● **Aim of the exercise**:
Please copy the passage below about housing at Nelson Drive word for word, in full.

● **Supplied passage**:
Using the Farm Bill authority is a possibility in Jackson, Hudson said.
But there are limits to that authority.
So far, the Farm Bill rule only has been used to green light dense, apartment-style development that Hudson doesn’t think is viable in East Jackson. It also relies on a partnership with a municipal partner, like the town of Jackson, which hasn’t publicly committed to working to develop Nelson. Congress will also need to renew the provision allowing that sort of development. Currently, it expires in September.
But Hudson has another authority that could allow him to build more housing at Nelson Drive: The ability to grant a special use permit to a developer who builds affordable housing on a National Forest. The Housing Trust is the first developer in the nation to win that permit.
“It’s an absolutely incredible opportunity for our community to have a 7.5-acre parcel adjacent to town contributed to the Community Housing Trust at no cost,” Director Anne Cresswell said. “We can leverage the development expertise of our not-for-profit organization and philanthropy to address not only the essential housing needs facing the Forest Service, but also our community at large.”
As it stands, Cresswell said the Housing Trust and forest officials have been talking about developing the 13 multi-family units approved in 2012 — apartments, condos, duplexes, triplexes, or a combination thereof — so that 1/3 of the units go to the forest, and 2/3 go to the community at large. Hudson described that as a “logical starting point,” but said plans are still being developed. They could change.

Dataset entries:
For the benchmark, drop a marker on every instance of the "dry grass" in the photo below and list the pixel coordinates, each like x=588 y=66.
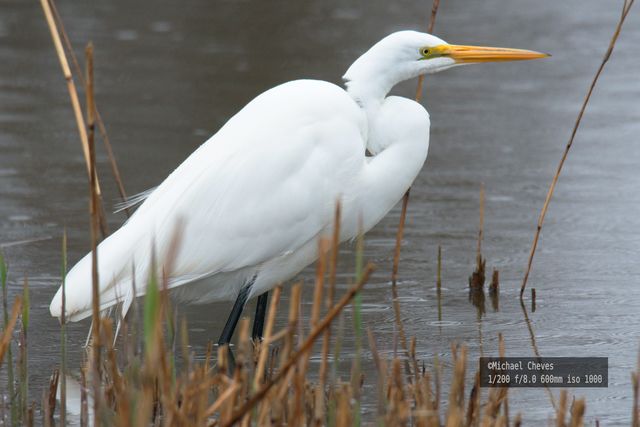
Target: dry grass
x=272 y=382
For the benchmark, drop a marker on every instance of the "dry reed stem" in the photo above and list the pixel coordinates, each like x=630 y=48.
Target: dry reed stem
x=625 y=11
x=333 y=268
x=95 y=223
x=405 y=202
x=73 y=94
x=481 y=224
x=101 y=127
x=5 y=341
x=635 y=384
x=432 y=22
x=308 y=342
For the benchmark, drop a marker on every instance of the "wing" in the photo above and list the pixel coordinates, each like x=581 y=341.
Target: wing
x=263 y=186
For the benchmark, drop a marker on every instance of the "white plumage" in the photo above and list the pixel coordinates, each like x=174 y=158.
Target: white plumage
x=255 y=197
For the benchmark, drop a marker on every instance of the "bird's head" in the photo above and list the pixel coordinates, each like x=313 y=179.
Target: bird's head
x=407 y=54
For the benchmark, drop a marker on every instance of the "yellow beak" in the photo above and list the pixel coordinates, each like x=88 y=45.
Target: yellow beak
x=474 y=54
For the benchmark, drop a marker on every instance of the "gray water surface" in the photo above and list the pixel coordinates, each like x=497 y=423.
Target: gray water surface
x=169 y=74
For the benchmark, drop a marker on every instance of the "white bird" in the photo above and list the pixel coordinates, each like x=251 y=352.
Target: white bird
x=255 y=198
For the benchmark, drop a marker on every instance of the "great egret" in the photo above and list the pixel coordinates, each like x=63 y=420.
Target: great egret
x=255 y=197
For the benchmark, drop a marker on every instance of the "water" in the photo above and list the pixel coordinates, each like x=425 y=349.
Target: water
x=171 y=74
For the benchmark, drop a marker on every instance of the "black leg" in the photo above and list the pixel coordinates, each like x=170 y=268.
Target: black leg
x=258 y=319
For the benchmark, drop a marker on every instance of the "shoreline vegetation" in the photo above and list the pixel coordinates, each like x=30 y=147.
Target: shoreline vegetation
x=139 y=370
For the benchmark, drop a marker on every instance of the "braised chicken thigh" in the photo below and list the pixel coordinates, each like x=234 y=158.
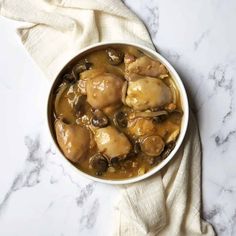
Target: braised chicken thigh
x=116 y=112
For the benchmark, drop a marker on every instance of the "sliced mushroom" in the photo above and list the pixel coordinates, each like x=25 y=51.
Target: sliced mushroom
x=147 y=93
x=99 y=163
x=173 y=136
x=104 y=90
x=68 y=78
x=99 y=119
x=81 y=67
x=65 y=101
x=152 y=145
x=115 y=56
x=112 y=143
x=74 y=140
x=167 y=150
x=120 y=119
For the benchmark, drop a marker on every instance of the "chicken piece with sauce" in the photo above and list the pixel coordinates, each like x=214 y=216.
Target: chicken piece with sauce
x=74 y=140
x=112 y=143
x=143 y=66
x=104 y=90
x=147 y=93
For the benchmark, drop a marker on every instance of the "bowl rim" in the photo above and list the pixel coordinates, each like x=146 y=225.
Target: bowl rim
x=184 y=124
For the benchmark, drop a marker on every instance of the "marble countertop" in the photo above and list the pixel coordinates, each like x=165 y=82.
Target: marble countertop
x=39 y=197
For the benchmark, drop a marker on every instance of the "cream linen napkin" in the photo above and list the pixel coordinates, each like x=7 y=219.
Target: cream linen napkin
x=165 y=204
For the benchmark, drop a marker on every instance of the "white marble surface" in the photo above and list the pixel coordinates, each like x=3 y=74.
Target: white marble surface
x=39 y=197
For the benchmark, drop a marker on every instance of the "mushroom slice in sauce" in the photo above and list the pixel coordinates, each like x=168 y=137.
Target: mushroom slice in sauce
x=152 y=145
x=141 y=126
x=112 y=143
x=99 y=163
x=66 y=99
x=74 y=140
x=104 y=90
x=147 y=93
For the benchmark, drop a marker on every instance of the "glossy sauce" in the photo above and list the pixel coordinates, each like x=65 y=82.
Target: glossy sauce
x=70 y=105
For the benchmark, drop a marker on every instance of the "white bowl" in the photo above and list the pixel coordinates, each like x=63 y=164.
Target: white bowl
x=184 y=102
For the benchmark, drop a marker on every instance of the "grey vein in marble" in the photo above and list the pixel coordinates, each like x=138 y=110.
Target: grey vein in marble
x=201 y=39
x=89 y=218
x=30 y=175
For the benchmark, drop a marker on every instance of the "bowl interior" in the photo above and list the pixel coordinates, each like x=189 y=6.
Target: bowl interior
x=183 y=98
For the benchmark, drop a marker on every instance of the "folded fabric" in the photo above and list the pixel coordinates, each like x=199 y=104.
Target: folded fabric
x=167 y=203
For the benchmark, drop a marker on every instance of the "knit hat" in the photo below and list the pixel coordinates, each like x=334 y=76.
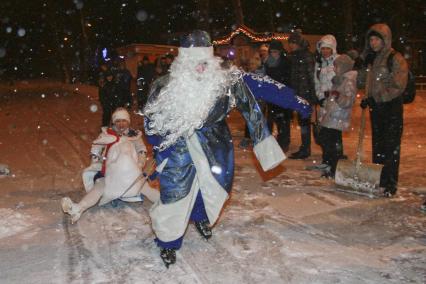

● **Written solution**:
Using the Farm Bill authority is a possibility in Jackson, Hudson said.
But there are limits to that authority.
So far, the Farm Bill rule only has been used to green light dense, apartment-style development that Hudson doesn’t think is viable in East Jackson. It also relies on a partnership with a municipal partner, like the town of Jackson, which hasn’t publicly committed to working to develop Nelson. Congress will also need to renew the provision allowing that sort of development. Currently, it expires in September.
But Hudson has another authority that could allow him to build more housing at Nelson Drive: The ability to grant a special use permit to a developer who builds affordable housing on a National Forest. The Housing Trust is the first developer in the nation to win that permit.
“It’s an absolutely incredible opportunity for our community to have a 7.5-acre parcel adjacent to town contributed to the Community Housing Trust at no cost,” Director Anne Cresswell said. “We can leverage the development expertise of our not-for-profit organization and philanthropy to address not only the essential housing needs facing the Forest Service, but also our community at large.”
As it stands, Cresswell said the Housing Trust and forest officials have been talking about developing the 13 multi-family units approved in 2012 — apartments, condos, duplexes, triplexes, or a combination thereof — so that 1/3 of the units go to the forest, and 2/3 go to the community at large. Hudson described that as a “logical starting point,” but said plans are still being developed. They could change.